Given data:
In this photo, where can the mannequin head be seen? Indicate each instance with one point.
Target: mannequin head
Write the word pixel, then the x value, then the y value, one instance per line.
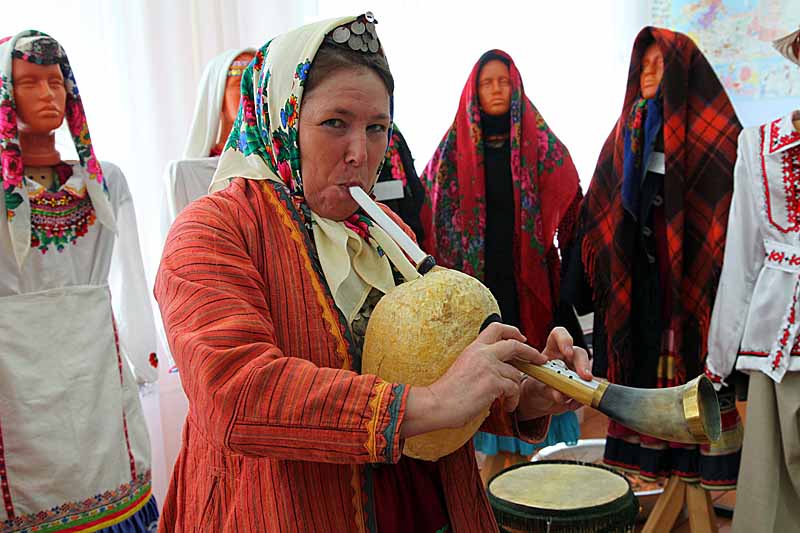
pixel 494 88
pixel 40 97
pixel 652 71
pixel 230 103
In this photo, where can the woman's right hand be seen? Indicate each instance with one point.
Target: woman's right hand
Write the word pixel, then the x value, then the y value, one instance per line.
pixel 478 377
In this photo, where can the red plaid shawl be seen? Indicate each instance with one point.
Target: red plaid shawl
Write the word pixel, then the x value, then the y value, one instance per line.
pixel 700 136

Aim of the exercise: Please quote all of the records above word for word, leaving out the pictures.

Worked answer:
In this photo, where can the mannequin head be seen? Indicate each instance with one point.
Target: mannequin head
Write the word pixel, then the x value, then the y value, one instance per line.
pixel 494 88
pixel 40 97
pixel 652 71
pixel 230 103
In this photo, where can the woman's right hand be seen? Indicate each instance with one point.
Target: woman's right hand
Write the word pixel, then the x value, then the y value, one instance per line.
pixel 478 377
In this photo, where can the red plaid shawl be seen? Indicate each instance with one point.
Target: red plaid shawl
Write the word pixel, then the x value, then the y value, one instance per line.
pixel 700 136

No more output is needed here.